AI文本生成视频工具CogVideoX部署到华为昇腾NPU的详细步骤

CogVideoX是智谱AI开发的视频生成大模型。无需复杂的视频制作技能和工具,能够将文本描述或静态图片转化为高质量、具有视觉吸引力的动态视频。

https://github.com/THUDM/CogVideo

 一、部署到昇腾NPU

昇腾环境:

芯片类型:昇腾910B3
CANN版本:CANN 7.0.1.5
驱动版本:23.0.6
操作系统:Huawei Cloud EulerOS 2.0

1.环境搭建

conda创建python3.10环境。

conda create --name cogvideo python=3.10

 从 GitHub 拉取代码。

git clone https://github.com/THUDM/CogVideo.git
cd CogVideo

 安装依赖。

pip install -r requirements.txt 
# 安装对应pytorch版本的torch_npu
pip install torch_npu

新建测试verify_npu.py,验证NPU环境:

import torch
import torch_npu
 
# 检查 NPU 是否可用
if torch.npu.is_available():
    print("NPU is available.")
    device_id = 0
    torch.npu.set_device(device_id)

    device = 'npu:' + str(device_id)
    tensor = torch.tensor([1.0, 2.0, 3.0], device=device)
    print(tensor)
else:
    print("NPU is not available.")

输出NPU is available,NPU 环境正常。

2.下载模型

模型较大,需预留45G空间。

选择使用Git下载模型,需要先安装git-lfs。

wget https://github.com/git-lfs/git-lfs/releases/download/v3.5.1/git-lfs-linux-arm64-v3.5.1.tar.gz
tar xvf git-lfs-linux-arm64-v3.5.1.tar.gz
cd git-lfs-3.5.1
sudo ./install.sh

验证git-lfs安装:

git lfs version

下载模型:

mkdir THUDM
cd THUDM
git lfs install
git clone https://www.modelscope.cn/ZhipuAI/CogVideoX-5b.git
cd CogVideoX-5b
git lfs pull

3.在npu上运行代码

新建run_t2v_npu.py:

import torch
import torch_npu
from diffusers import CogVideoXPipeline
from diffusers.utils import export_to_video

# 检查是否有可用的 GPU
if torch.npu.is_available():
    print("NPU is available.")
    device = torch.device('npu')

    torch_dtype = torch.bfloat16  # 推荐使用 BF16
    print(f"Using data type: {torch_dtype}")

    # 创建一个随机数生成器
    generator = torch.Generator(device=device).manual_seed(42)
    print("Generator created")

    prompt = "A panda, dressed in a small, red jacket and a tiny hat, sits on a wooden stool in a serene bamboo forest. The panda's fluffy paws strum a miniature acoustic guitar, producing soft, melodic tunes. Nearby, a few other pandas gather, watching curiously and some clapping in rhythm. Sunlight filters through the tall bamboo, casting a gentle glow on the scene. The panda's face is expressive, showing concentration and joy as it plays. The background includes a small, flowing stream and vibrant green foliage, enhancing the peaceful and magical atmosphere of this unique musical performance."

* 数据条目 *
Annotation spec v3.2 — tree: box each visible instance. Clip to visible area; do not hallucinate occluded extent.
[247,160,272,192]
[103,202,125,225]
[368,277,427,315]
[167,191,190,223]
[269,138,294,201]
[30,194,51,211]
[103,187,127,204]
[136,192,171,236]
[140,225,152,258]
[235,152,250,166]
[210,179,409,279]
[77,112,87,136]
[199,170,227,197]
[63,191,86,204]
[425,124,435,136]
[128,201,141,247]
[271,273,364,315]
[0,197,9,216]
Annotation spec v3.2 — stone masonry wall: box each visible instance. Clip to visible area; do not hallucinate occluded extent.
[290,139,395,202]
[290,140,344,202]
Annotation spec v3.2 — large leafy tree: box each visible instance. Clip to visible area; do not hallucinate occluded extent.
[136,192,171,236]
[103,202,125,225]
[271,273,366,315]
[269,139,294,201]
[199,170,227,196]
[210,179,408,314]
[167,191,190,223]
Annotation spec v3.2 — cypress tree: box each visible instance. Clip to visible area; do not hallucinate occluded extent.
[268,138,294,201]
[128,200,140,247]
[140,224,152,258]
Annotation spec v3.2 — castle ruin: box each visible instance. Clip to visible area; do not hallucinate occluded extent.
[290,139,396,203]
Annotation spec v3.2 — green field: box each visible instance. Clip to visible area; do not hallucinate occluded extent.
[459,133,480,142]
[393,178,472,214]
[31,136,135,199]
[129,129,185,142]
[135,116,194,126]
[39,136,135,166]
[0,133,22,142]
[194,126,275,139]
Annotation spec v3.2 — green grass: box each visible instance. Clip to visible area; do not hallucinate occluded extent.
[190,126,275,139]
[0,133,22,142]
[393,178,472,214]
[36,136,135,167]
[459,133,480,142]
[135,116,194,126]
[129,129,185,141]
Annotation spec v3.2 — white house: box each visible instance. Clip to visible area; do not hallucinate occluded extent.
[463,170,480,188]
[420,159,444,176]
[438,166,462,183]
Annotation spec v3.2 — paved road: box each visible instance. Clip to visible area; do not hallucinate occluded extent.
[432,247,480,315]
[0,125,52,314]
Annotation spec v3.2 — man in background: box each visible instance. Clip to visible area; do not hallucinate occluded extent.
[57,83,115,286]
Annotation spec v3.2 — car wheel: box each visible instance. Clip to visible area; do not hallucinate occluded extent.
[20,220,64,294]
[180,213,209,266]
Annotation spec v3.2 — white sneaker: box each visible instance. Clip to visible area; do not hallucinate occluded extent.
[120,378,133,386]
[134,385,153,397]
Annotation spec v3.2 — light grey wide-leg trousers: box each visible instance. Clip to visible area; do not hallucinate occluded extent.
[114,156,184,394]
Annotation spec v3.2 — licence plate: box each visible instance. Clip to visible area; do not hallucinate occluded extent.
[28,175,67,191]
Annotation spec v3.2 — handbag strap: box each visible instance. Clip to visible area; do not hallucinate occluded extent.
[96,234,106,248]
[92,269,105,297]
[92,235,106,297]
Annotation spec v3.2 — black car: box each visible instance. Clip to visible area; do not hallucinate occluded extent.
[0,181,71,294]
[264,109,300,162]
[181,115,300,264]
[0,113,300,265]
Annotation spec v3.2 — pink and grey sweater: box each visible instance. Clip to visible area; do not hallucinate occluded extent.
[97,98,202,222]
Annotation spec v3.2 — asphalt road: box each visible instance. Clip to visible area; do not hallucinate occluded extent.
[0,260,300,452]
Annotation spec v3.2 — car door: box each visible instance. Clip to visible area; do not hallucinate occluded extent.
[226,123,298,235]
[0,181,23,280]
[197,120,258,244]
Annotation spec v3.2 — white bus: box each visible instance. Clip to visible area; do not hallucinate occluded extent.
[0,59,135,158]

* 题目 A *
按这篇CogVideoX部署教程的说法,下载模型前要留出多大的空间?
* 题目 B *
从这篇CogVideoX部署教程停下的地方接着往下写。

* 作答结果 A *
需要预留45G空间。

* 作答结果 B *
    print("Prompt set")

    pipe = CogVideoXPipeline.from_pretrained(
        "THUDM/CogVideoX-5b",
        torch_dtype=torch_dtype
    )
    print("Pipeline loaded")

    # 确保模型和数据都在选定的设备上
    pipe.to(device)
    print("Model moved to device")

    video = pipe(
        prompt=prompt,
        num_videos_per_prompt=1,
        num_inference_steps=50,
        num_frames=49,
        guidance_scale=6,
        generator=generator,
    ).frames[0]
    print("Video generated")

    export_to_video(video, "output.mp4", fps=8)
    print("Video exported")

else:
    print("NPU is not available.")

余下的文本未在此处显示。